What you have to do
For the records that follow, please set down exactly the lines between the one holding "Question. Locate the man" and the one holding "Question. Locate the teeth", inclusive, and only those.

Records provided
____________

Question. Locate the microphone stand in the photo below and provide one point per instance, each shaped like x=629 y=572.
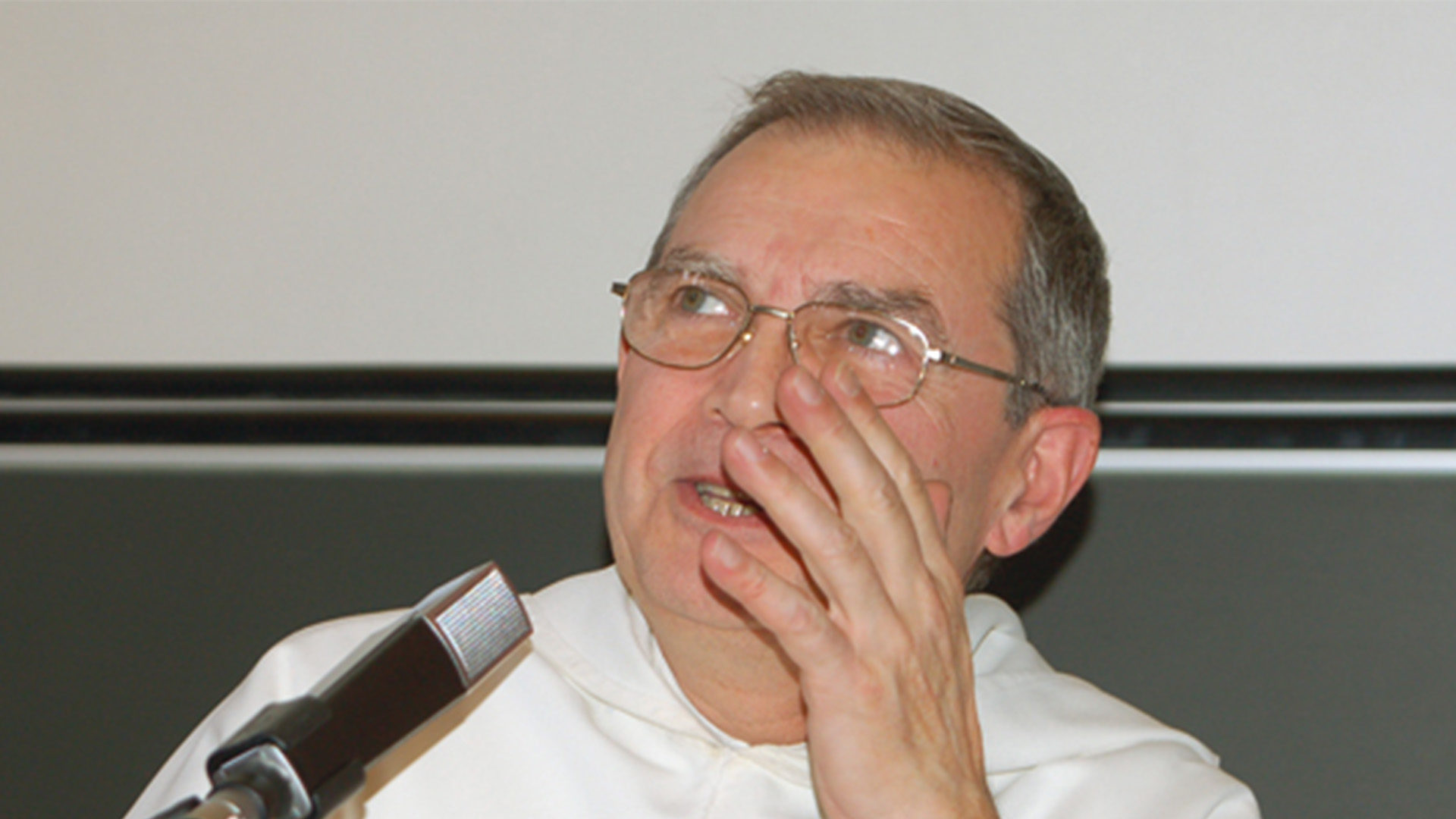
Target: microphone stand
x=300 y=758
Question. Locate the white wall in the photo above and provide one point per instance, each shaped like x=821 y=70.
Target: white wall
x=460 y=183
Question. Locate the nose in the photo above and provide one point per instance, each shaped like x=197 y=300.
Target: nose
x=746 y=379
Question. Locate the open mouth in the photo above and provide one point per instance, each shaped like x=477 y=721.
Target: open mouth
x=726 y=502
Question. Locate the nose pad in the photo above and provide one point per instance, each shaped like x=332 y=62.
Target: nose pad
x=747 y=379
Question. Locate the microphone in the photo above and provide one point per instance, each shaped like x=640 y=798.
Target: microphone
x=300 y=758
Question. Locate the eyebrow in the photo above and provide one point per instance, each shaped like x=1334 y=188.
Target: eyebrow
x=905 y=303
x=701 y=262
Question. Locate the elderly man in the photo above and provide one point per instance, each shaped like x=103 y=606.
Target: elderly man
x=855 y=372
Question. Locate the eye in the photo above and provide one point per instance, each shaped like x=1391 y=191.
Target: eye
x=698 y=300
x=873 y=337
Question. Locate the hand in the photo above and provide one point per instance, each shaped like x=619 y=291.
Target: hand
x=884 y=657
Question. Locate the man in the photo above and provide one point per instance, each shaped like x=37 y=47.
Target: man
x=855 y=371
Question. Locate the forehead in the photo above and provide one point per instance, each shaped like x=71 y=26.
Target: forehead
x=799 y=216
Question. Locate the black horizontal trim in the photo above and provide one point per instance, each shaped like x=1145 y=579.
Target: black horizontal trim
x=571 y=407
x=598 y=384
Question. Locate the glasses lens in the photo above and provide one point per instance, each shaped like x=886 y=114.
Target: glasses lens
x=886 y=353
x=683 y=319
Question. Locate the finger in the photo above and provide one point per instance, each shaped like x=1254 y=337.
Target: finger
x=870 y=494
x=927 y=513
x=832 y=550
x=797 y=621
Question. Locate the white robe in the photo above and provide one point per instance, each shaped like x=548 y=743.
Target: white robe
x=592 y=723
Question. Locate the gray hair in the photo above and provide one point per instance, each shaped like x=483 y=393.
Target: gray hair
x=1057 y=306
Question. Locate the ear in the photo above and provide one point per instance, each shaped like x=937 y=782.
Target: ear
x=1057 y=447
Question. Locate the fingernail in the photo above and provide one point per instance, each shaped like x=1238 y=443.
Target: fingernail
x=845 y=379
x=807 y=387
x=748 y=447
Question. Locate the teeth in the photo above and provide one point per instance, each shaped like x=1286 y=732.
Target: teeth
x=726 y=502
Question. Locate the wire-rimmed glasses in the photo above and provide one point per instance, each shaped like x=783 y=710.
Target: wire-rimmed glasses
x=693 y=319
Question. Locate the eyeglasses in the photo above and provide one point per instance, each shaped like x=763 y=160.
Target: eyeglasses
x=692 y=319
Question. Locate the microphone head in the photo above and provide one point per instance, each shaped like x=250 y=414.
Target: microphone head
x=478 y=618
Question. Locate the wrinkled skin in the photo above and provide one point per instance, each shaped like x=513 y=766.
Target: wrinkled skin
x=832 y=613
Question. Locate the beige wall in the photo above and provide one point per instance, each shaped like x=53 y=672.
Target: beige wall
x=460 y=183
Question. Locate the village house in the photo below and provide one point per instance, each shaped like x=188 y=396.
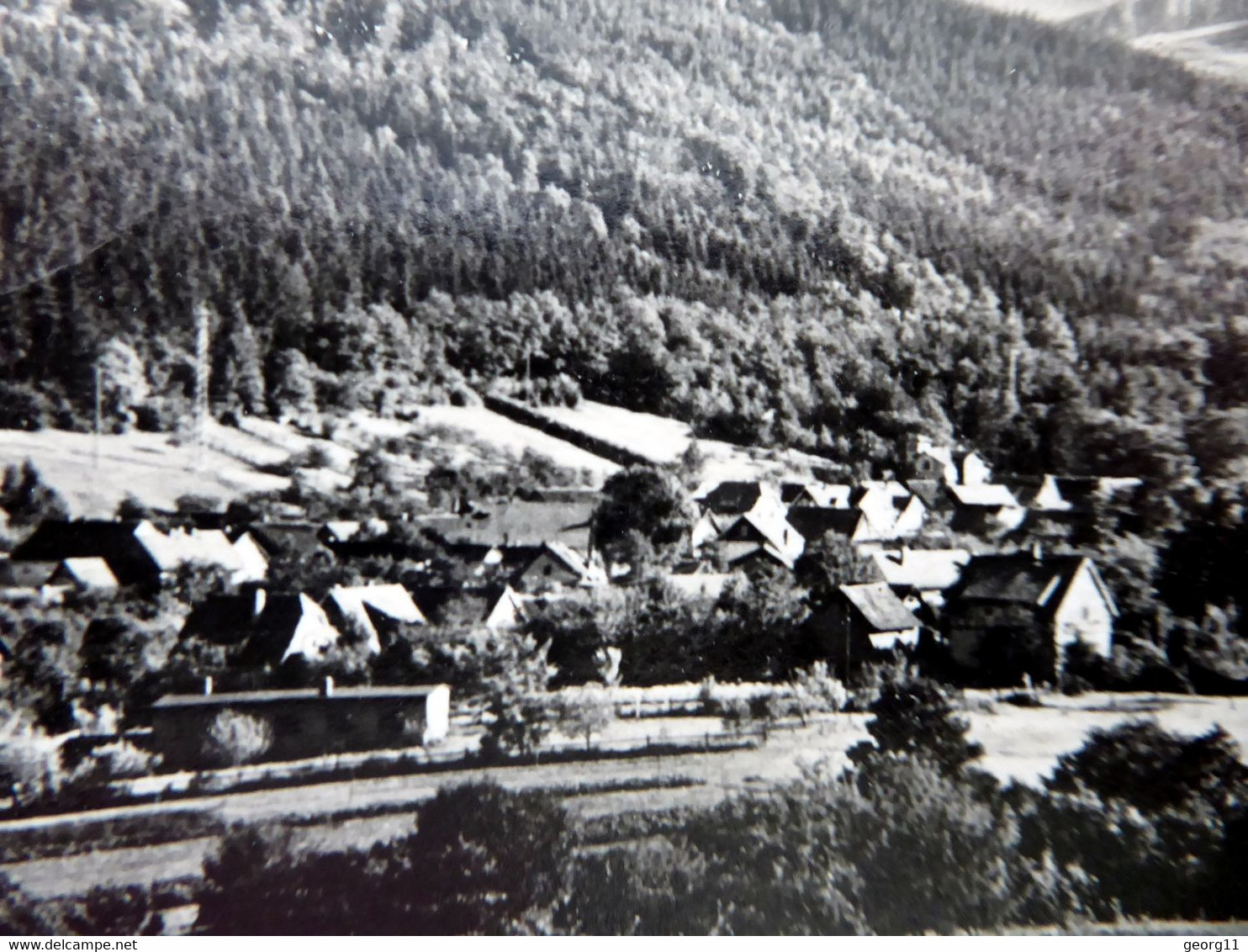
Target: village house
x=824 y=495
x=471 y=537
x=288 y=541
x=984 y=510
x=374 y=611
x=136 y=552
x=920 y=577
x=954 y=467
x=766 y=533
x=699 y=585
x=556 y=565
x=892 y=510
x=1015 y=614
x=860 y=621
x=738 y=498
x=493 y=606
x=265 y=628
x=87 y=575
x=304 y=722
x=290 y=626
x=814 y=523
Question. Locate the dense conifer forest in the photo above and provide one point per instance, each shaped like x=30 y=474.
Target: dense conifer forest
x=822 y=224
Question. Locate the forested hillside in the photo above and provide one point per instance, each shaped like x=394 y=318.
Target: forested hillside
x=824 y=224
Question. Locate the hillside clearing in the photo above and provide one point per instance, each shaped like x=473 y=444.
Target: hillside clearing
x=150 y=466
x=664 y=441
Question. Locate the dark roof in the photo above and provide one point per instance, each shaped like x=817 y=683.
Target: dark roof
x=288 y=538
x=879 y=606
x=1021 y=578
x=563 y=495
x=273 y=630
x=113 y=541
x=452 y=606
x=518 y=521
x=815 y=521
x=231 y=699
x=25 y=574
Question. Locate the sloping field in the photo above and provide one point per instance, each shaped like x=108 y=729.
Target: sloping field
x=488 y=427
x=663 y=441
x=1021 y=743
x=147 y=464
x=1051 y=10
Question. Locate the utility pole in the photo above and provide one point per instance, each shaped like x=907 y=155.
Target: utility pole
x=528 y=374
x=201 y=376
x=98 y=415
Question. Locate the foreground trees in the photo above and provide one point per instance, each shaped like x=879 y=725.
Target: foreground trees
x=912 y=838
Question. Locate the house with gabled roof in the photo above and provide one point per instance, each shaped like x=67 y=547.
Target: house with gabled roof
x=291 y=539
x=739 y=497
x=986 y=508
x=1015 y=614
x=493 y=606
x=517 y=521
x=92 y=575
x=920 y=577
x=858 y=621
x=825 y=495
x=557 y=565
x=812 y=523
x=126 y=546
x=306 y=722
x=372 y=611
x=766 y=529
x=948 y=464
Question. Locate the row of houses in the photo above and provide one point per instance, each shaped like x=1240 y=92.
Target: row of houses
x=1000 y=614
x=745 y=523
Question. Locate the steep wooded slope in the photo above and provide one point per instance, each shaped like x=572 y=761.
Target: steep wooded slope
x=824 y=224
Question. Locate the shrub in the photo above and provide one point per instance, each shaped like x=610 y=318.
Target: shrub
x=916 y=717
x=587 y=711
x=20 y=915
x=236 y=739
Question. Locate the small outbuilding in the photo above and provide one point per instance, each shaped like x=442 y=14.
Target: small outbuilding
x=304 y=722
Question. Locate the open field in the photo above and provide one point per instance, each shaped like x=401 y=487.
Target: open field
x=488 y=427
x=147 y=464
x=1051 y=10
x=1219 y=49
x=1021 y=743
x=663 y=439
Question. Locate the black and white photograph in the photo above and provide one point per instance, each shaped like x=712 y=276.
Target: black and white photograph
x=624 y=468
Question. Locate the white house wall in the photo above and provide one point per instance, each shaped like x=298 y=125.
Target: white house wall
x=1085 y=616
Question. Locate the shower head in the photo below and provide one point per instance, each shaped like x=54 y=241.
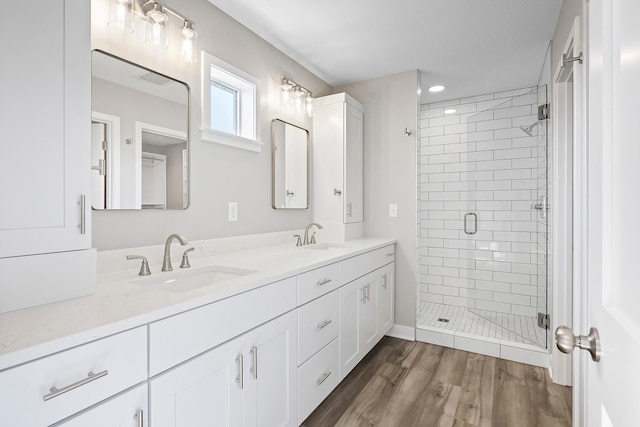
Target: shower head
x=529 y=129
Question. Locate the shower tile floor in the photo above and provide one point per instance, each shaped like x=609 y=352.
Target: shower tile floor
x=519 y=329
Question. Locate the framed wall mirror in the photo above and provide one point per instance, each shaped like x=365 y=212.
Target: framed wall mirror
x=290 y=183
x=139 y=137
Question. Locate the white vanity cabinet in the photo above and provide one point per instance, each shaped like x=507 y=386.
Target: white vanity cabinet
x=55 y=387
x=366 y=304
x=45 y=116
x=128 y=409
x=248 y=381
x=338 y=138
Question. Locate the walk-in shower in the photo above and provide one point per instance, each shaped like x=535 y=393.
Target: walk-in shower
x=484 y=232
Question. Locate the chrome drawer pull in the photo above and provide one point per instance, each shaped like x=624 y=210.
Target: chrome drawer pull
x=323 y=324
x=254 y=353
x=240 y=377
x=323 y=377
x=140 y=417
x=55 y=392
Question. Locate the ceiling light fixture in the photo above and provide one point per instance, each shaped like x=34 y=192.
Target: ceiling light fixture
x=298 y=95
x=436 y=88
x=156 y=18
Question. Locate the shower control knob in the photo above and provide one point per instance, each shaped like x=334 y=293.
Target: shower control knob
x=566 y=341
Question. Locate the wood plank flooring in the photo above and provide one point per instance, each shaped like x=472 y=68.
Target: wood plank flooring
x=403 y=383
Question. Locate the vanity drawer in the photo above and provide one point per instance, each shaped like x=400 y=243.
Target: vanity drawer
x=117 y=362
x=185 y=335
x=318 y=282
x=387 y=254
x=358 y=266
x=316 y=379
x=317 y=325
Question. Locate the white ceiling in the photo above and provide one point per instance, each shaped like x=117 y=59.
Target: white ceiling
x=470 y=46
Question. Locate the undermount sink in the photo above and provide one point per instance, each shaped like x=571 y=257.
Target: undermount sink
x=327 y=246
x=185 y=280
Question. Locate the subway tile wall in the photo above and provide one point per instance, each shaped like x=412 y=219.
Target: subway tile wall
x=479 y=160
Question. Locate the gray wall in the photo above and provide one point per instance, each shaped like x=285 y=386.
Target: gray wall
x=219 y=174
x=391 y=105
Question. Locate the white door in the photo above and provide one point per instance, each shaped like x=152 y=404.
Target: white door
x=613 y=250
x=271 y=380
x=204 y=391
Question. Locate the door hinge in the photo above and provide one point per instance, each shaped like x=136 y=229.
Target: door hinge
x=543 y=111
x=544 y=321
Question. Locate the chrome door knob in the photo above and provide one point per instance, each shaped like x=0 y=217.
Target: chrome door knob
x=566 y=341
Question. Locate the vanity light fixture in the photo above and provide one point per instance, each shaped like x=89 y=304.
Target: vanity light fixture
x=298 y=95
x=436 y=88
x=156 y=19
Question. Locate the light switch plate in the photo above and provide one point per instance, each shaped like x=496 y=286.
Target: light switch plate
x=233 y=211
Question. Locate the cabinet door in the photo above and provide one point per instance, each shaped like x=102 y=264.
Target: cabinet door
x=204 y=391
x=369 y=314
x=271 y=397
x=386 y=292
x=126 y=410
x=353 y=165
x=45 y=118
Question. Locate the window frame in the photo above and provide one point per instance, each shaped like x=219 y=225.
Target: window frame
x=248 y=87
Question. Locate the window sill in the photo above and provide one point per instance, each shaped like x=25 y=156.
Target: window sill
x=236 y=141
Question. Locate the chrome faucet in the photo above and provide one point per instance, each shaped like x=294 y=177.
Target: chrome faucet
x=166 y=262
x=306 y=232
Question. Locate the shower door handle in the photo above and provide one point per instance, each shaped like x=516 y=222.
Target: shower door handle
x=543 y=206
x=475 y=223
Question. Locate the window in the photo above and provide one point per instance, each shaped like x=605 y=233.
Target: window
x=229 y=105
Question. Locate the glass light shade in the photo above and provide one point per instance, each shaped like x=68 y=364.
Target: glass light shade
x=157 y=27
x=121 y=16
x=189 y=48
x=309 y=106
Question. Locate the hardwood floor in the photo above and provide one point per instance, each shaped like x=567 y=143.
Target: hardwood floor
x=402 y=383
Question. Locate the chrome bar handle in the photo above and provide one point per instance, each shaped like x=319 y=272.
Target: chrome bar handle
x=240 y=377
x=83 y=214
x=543 y=206
x=475 y=223
x=322 y=325
x=254 y=369
x=140 y=417
x=323 y=377
x=55 y=392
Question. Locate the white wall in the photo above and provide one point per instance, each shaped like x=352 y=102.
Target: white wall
x=219 y=174
x=391 y=105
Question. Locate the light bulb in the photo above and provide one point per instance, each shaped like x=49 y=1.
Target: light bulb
x=121 y=16
x=157 y=25
x=189 y=49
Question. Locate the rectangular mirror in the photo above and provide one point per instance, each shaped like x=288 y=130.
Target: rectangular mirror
x=289 y=146
x=139 y=137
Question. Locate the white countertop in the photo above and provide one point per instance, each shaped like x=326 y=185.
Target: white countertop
x=119 y=304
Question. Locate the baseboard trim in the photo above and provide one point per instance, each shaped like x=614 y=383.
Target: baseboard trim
x=403 y=332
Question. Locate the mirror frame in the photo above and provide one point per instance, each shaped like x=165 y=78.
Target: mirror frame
x=273 y=166
x=187 y=131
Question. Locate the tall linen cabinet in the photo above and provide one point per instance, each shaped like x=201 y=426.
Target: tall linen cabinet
x=45 y=116
x=338 y=139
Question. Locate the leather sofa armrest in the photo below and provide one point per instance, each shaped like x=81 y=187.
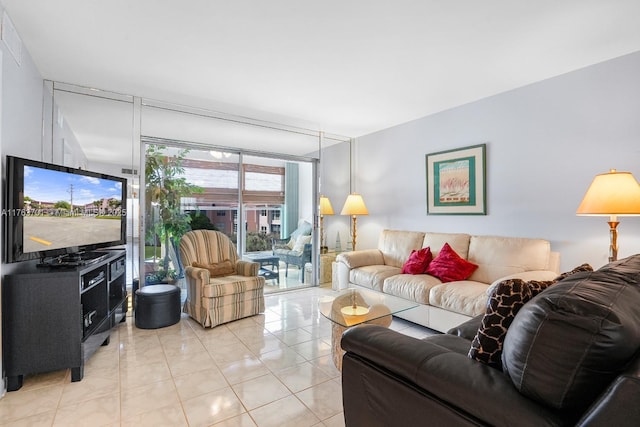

____________

Written response
Question. Locate the man in the photo above and provide one point per instance, each shaped like x=37 y=47.
Target: man
x=855 y=371
Question. Locate the forehead in the photo above and provide one point per instance, each shaped like x=71 y=26.
Target: forehead
x=799 y=216
Question. Locate the black horizontal trim in the photo above and provide one point per instance, each shaped like x=1145 y=579.
Target: black horizontal trim
x=571 y=407
x=598 y=384
Question. Locate the glasses lens in the photo above and provide one point per instance, each shaped like x=886 y=114.
Target: glasses lens
x=886 y=353
x=683 y=319
Question. Locate the finger in the photo above and provide one point per instance, each shaped like x=1254 y=337.
Target: finger
x=870 y=494
x=927 y=513
x=832 y=550
x=797 y=621
Question. Locate the white robe in the photo above and provide one point per instance, each shaped like x=548 y=743.
Target: white robe
x=592 y=723
Question. Locate the gray hair in the photo above and provide one point per instance, each shaped like x=483 y=393.
Target: gray hair
x=1057 y=306
Question. Locate the ear in the photo above and provide one point per instance, each shaped like x=937 y=782.
Target: ear
x=1057 y=447
Question. Locate the fingernail in the photo above and provide one point per instance, each shaped like x=1238 y=443.
Target: fingernail
x=845 y=379
x=807 y=387
x=748 y=447
Question. Locate the teeth in the photo above and provide one point per instance, each shaped like x=1286 y=732.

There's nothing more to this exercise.